§ Requirement 1:
Please print the projectile problem from "A stone projected" to "Answer: (A)".
§ Requirement 2:
Summarize the projectile problem in two sentences.

§ Extract provided:
○ ○ ○ ○
Question

A stone projected with a velocity $u$ at an angle $\theta$ with the horizontal reaches maximum height $H_{1}$ When it is projected with velocity u at an angle $\left(\frac{\pi}{2}-\theta\right)$ with the horizontal, it reaches maximum height $H_ 2$. The relation between the horizontal range $R$ of the projectile, heights $H_{1}$ and $H_{2}$ is

• A. $R=4 \sqrt{H_{1} H_{2}}$
• B. $R=4\left(H_{1}-H_{2}\right)$
• C. $R=4\left(H_{1}+H_{2}\right)$
• D. $R=\frac{H_{1}^{2}}{H_{2}^{2}}$

Answer 1

Answer: (A)

$H_{1}=\frac{u^{2} \sin ^{2} \theta}{2 g}$
and $H_{2}=\frac{u^{2} \sin ^{2}\left(90^{\circ}-\theta\right)}{2 g}=\frac{u^{2} \cos ^{2} \theta}{2 g}$
$H_{1} H_{2}=\frac{u^{2} \sin ^{2} \theta}{2 g} \times \frac{u^{2} \cos ^{2} \theta n}{2 g}$
$=\frac{\left(u^{2} \sin 2 \theta\right)^{2}}{16 g^{2}}=\frac{R^{2}}{16}$
$\therefore R=4 \sqrt{H_{1} H_{2}}$
○ ○ ○ ○
§ Stored rows:

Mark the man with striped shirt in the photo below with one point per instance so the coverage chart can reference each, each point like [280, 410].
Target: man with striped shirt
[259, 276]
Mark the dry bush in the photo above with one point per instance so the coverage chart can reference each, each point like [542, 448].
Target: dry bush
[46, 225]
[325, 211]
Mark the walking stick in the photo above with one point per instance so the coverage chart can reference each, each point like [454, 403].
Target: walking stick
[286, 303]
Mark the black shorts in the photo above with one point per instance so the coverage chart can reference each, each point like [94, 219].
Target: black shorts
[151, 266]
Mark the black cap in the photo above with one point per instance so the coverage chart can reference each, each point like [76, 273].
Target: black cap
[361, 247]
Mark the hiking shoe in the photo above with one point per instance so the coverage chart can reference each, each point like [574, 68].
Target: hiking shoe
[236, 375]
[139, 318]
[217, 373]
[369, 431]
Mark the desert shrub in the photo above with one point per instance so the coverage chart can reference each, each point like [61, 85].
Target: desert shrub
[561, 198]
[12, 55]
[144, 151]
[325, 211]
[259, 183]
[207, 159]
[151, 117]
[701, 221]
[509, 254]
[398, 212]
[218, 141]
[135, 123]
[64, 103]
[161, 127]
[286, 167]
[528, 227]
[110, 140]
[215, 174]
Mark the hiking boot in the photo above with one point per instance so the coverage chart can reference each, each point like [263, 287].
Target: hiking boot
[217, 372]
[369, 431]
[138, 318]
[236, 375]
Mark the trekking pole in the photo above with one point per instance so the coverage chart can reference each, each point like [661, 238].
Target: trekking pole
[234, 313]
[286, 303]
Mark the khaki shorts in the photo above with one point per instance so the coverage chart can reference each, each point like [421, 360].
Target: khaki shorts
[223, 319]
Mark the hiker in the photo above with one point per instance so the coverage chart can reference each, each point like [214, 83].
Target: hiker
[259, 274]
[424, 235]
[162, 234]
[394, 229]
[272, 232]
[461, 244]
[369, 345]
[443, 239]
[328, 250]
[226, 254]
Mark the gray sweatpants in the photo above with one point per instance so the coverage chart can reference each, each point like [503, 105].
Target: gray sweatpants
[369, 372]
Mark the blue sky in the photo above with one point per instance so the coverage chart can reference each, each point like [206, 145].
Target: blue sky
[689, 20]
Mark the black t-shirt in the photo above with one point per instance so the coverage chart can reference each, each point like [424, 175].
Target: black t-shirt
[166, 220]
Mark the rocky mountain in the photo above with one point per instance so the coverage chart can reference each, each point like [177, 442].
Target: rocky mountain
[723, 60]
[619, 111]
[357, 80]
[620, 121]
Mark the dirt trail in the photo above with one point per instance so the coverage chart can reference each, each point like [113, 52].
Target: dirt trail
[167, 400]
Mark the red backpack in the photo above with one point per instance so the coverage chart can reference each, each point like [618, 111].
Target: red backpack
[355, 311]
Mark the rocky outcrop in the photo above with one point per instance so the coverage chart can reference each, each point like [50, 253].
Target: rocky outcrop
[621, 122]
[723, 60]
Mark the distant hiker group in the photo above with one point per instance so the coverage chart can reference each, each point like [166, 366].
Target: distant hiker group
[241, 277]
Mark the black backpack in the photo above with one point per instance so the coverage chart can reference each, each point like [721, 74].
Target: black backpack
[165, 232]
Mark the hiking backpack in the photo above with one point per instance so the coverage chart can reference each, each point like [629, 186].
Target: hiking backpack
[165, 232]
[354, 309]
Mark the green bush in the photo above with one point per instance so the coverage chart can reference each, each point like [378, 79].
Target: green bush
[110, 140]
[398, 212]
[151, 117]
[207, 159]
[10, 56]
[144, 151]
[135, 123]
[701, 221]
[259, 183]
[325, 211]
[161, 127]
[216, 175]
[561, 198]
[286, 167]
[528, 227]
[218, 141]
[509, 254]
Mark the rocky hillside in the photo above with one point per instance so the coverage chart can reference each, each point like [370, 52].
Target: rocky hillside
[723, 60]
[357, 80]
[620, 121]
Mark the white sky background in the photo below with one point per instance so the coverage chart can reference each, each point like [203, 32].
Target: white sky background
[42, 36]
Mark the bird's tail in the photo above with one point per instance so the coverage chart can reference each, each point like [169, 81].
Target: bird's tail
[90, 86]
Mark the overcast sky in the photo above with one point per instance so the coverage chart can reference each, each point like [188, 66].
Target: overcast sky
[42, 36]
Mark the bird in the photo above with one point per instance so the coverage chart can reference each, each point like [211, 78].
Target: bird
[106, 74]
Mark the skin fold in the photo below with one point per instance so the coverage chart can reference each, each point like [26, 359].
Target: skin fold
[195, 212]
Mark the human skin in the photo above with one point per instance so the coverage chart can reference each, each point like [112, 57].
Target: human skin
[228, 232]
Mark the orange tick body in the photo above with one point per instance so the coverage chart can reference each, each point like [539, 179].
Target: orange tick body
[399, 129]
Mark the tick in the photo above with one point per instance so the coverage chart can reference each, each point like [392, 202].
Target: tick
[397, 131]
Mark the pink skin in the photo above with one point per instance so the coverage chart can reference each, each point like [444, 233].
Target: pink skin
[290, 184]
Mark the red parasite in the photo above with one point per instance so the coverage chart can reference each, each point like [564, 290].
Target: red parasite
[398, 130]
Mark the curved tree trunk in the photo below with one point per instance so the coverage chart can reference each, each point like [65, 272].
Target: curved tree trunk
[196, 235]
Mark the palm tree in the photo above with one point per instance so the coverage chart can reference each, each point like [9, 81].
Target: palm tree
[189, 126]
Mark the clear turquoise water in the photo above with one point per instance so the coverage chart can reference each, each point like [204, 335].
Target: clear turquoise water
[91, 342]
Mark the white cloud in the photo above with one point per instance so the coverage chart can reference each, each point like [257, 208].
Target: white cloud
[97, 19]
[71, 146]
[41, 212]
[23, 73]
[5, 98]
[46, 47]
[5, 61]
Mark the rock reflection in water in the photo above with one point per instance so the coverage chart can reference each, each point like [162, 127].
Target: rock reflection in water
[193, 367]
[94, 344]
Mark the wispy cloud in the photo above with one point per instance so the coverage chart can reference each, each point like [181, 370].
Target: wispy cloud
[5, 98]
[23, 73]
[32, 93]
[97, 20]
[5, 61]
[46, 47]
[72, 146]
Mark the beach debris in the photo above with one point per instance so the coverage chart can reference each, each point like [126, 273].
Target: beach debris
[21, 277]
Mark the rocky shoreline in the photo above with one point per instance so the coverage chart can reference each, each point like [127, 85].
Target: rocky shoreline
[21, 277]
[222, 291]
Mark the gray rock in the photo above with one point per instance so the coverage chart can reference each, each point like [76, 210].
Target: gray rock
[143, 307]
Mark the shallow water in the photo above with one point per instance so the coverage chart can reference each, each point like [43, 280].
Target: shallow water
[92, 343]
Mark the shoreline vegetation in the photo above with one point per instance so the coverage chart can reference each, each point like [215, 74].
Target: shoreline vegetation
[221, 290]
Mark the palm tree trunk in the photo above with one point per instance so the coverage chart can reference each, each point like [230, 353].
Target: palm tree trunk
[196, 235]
○ ○ ○ ○
§ Full answer 1:
A stone projected with a velocity $u$ at an angle $\theta$ with the horizontal reaches maximum height $H_{1}$ When it is projected with velocity u at an angle $\left(\frac{\pi}{2}-\theta\right)$ with the horizontal, it reaches maximum height $H_ 2$. The relation between the horizontal range $R$ of the projectile, heights $H_{1}$ and $H_{2}$ is

• A. $R=4 \sqrt{H_{1} H_{2}}$
• B. $R=4\left(H_{1}-H_{2}\right)$
• C. $R=4\left(H_{1}+H_{2}\right)$
• D. $R=\frac{H_{1}^{2}}{H_{2}^{2}}$

Answer 1

Answer: (A)

§ Full answer 2:
A stone thrown with velocity u at angle θ to the horizontal reaches maximum height H1, and thrown at angle (π/2 − θ) it reaches H2. The problem asks how these heights relate to the horizontal range R, and the answer is option A, R = 4√(H1H2): H1 = u²sin²θ/2g and H2 = u²cos²θ/2g multiply to give R²/16.